Source records =
——
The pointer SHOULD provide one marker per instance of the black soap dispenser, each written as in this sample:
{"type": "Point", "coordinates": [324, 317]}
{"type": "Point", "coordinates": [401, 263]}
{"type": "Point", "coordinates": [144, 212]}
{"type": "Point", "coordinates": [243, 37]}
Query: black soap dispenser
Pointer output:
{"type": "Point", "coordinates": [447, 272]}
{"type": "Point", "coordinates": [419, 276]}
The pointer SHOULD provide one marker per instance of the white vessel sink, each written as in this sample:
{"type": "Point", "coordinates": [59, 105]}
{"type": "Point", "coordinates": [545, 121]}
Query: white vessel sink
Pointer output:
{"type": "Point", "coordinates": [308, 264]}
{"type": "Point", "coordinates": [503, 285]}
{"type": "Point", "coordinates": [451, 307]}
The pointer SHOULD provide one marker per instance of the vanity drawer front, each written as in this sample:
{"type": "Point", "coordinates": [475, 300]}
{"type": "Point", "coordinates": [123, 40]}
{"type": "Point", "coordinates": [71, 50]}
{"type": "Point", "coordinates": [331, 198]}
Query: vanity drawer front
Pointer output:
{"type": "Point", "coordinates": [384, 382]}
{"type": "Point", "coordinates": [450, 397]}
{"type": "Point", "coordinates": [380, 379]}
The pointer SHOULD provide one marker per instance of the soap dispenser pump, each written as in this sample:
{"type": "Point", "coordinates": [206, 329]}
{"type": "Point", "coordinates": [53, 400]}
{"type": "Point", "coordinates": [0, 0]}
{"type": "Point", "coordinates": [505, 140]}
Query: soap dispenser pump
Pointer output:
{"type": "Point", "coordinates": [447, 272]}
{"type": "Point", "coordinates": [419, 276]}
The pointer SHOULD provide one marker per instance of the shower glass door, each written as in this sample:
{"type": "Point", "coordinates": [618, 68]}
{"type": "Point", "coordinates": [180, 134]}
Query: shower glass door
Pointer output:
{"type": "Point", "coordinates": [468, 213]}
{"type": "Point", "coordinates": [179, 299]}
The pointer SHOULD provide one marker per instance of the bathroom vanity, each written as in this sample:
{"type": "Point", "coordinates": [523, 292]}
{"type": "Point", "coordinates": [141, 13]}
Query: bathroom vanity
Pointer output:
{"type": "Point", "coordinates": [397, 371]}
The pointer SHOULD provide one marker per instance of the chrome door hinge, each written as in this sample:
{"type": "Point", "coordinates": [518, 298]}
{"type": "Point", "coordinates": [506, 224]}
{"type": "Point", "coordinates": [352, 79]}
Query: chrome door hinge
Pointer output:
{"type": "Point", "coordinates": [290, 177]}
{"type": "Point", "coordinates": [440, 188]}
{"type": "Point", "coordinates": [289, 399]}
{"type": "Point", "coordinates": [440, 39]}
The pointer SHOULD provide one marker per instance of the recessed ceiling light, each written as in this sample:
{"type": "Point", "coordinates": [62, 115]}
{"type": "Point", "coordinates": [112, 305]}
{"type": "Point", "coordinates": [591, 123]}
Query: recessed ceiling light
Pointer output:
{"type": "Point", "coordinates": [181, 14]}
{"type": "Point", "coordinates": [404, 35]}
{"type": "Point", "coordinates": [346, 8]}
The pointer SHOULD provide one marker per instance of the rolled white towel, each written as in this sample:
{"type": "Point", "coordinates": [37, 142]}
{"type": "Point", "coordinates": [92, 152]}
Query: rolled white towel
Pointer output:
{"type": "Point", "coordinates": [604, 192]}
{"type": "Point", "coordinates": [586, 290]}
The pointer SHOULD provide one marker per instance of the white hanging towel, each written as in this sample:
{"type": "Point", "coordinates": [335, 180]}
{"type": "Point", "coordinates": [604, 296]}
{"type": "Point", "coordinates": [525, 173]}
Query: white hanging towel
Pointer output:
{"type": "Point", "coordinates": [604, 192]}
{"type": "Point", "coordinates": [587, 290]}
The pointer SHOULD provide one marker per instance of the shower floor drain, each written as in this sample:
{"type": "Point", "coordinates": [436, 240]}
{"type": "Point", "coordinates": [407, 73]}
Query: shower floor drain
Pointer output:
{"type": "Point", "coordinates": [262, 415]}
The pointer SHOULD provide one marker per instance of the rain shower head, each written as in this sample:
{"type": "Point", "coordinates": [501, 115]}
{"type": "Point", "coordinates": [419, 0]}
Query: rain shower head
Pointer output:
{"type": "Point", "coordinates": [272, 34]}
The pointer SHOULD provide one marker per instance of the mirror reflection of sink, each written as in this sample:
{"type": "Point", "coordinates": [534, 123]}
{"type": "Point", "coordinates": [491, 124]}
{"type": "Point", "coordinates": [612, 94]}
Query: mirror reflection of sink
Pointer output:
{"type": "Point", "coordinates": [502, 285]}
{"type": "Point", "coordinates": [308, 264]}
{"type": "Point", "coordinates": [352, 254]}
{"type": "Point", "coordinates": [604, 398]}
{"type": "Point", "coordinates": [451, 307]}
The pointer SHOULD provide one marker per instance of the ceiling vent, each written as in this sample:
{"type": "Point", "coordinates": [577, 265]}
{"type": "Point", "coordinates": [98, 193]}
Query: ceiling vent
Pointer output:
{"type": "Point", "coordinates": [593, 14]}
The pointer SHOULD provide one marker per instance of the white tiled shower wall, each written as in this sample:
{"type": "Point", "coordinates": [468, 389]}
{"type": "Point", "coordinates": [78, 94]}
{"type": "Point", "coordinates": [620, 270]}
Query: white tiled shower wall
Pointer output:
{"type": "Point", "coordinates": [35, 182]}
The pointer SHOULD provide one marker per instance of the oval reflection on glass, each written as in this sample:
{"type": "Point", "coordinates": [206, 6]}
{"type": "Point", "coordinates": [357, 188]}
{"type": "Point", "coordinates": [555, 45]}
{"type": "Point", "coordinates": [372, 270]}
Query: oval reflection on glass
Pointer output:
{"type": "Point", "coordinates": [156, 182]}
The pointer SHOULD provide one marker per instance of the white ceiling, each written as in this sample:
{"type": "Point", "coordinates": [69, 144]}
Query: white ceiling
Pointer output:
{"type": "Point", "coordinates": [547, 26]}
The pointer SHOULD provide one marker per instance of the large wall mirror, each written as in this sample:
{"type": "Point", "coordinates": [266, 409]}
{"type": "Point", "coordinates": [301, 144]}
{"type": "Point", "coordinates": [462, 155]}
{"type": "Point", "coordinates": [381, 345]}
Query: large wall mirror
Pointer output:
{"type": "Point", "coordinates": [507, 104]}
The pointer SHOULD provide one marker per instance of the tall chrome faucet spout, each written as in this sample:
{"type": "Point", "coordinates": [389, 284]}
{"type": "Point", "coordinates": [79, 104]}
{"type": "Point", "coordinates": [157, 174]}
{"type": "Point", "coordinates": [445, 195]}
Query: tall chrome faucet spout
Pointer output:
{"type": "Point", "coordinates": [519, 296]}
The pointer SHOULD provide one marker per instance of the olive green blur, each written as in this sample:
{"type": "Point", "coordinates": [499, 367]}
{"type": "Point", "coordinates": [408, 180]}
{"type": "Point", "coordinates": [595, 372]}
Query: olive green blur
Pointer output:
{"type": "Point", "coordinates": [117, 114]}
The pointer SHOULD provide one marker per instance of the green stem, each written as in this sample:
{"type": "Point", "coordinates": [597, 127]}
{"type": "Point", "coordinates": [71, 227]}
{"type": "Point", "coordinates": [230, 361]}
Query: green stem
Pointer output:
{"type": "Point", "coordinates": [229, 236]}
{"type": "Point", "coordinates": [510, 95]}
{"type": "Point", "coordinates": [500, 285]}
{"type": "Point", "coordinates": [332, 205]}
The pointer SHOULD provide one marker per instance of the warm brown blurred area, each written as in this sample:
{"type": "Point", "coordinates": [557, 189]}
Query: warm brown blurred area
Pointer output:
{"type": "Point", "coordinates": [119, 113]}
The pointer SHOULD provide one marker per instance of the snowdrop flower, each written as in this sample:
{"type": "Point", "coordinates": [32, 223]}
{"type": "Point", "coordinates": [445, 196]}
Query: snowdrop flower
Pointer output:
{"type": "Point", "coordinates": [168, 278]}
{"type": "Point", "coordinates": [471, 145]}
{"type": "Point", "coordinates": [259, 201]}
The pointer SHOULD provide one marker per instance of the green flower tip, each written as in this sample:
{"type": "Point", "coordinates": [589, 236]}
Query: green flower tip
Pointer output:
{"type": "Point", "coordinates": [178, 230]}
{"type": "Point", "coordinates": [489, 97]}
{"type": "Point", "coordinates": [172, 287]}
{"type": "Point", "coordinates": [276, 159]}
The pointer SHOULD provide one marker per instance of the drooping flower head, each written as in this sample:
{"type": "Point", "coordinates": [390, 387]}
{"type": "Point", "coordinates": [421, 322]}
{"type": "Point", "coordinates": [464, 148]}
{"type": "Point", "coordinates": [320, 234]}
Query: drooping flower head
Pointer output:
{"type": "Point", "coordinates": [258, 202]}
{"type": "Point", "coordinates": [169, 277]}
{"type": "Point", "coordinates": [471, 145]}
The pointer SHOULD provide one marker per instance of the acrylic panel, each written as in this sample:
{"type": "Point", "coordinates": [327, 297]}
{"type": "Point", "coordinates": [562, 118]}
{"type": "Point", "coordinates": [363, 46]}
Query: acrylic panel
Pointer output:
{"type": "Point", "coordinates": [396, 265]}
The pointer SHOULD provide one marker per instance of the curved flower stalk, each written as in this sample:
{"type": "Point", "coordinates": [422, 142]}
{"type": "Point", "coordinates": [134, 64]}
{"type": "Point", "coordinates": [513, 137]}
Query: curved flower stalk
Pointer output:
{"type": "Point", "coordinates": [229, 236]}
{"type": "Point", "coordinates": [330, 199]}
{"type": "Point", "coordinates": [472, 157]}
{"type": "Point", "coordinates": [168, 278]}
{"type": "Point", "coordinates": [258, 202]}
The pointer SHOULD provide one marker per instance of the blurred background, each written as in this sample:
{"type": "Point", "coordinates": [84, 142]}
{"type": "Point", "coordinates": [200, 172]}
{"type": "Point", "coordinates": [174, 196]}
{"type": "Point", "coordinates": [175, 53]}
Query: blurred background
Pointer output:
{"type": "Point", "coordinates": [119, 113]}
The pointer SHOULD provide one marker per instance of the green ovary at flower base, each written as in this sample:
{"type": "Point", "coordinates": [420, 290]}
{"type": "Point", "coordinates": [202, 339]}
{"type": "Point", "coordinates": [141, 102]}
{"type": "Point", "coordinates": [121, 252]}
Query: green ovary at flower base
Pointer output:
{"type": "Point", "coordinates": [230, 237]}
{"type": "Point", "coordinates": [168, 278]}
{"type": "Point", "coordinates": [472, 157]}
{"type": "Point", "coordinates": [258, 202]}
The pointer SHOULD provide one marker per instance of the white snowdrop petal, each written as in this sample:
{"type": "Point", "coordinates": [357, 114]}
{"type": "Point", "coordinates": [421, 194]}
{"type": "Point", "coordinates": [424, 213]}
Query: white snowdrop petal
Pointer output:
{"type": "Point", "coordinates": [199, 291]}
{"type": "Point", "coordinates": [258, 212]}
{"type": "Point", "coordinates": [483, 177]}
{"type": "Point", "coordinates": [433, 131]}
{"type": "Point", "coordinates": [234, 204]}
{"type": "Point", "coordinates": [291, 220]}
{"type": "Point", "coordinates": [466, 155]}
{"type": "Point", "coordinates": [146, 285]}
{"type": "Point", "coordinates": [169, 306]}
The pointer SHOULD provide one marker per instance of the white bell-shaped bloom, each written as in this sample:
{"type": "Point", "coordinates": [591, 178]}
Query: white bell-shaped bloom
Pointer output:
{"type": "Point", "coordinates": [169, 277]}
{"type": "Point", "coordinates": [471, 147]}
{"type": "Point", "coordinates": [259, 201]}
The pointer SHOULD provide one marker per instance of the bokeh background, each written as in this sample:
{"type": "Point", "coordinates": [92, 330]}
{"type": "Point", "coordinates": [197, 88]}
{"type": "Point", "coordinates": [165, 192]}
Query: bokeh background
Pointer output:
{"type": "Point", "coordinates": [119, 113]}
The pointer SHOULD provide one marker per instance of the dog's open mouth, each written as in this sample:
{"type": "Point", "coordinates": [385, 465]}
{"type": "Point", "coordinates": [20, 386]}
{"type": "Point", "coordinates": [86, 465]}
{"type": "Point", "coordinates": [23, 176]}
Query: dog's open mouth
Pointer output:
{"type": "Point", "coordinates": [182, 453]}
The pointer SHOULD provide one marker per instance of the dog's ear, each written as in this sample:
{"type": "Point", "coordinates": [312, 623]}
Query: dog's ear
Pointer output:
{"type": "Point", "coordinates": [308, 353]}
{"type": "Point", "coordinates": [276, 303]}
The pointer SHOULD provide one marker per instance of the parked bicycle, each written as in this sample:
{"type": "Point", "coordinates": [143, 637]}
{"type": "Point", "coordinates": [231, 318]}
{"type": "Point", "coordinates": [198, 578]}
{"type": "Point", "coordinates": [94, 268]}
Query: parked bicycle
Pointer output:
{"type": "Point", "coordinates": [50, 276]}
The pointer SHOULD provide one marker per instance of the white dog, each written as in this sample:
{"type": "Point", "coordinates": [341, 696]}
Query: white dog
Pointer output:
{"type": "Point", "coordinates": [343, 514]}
——
Directive = Output the lines from the line containing "The pointer SHOULD provide one marker per instance of the bokeh" to the end, both included; add nothing.

Result for this exercise =
The pointer SHOULD provide one marker per instance of the bokeh background, each written as in this sample:
{"type": "Point", "coordinates": [92, 330]}
{"type": "Point", "coordinates": [197, 88]}
{"type": "Point", "coordinates": [165, 192]}
Query: bokeh background
Pointer output:
{"type": "Point", "coordinates": [119, 113]}
The pointer SHOULD provide one marker per instance of the dog's open mouth, each written as in this sample:
{"type": "Point", "coordinates": [385, 465]}
{"type": "Point", "coordinates": [20, 386]}
{"type": "Point", "coordinates": [86, 465]}
{"type": "Point", "coordinates": [23, 176]}
Query: dog's open mouth
Pointer output:
{"type": "Point", "coordinates": [182, 453]}
The pointer SHOULD provide one marker per instance of the dog's ear, each written as in this sample:
{"type": "Point", "coordinates": [312, 623]}
Query: dog's ear
Pointer output:
{"type": "Point", "coordinates": [308, 353]}
{"type": "Point", "coordinates": [276, 303]}
The pointer SHOULD provide one marker per instance of the parked bicycle, each written as in this sample:
{"type": "Point", "coordinates": [143, 637]}
{"type": "Point", "coordinates": [231, 318]}
{"type": "Point", "coordinates": [198, 578]}
{"type": "Point", "coordinates": [94, 268]}
Query: parked bicycle
Pointer output:
{"type": "Point", "coordinates": [50, 276]}
The pointer SHOULD provide one marker per instance of the white dog, each written as in this sample:
{"type": "Point", "coordinates": [341, 696]}
Query: white dog
Pointer output:
{"type": "Point", "coordinates": [343, 514]}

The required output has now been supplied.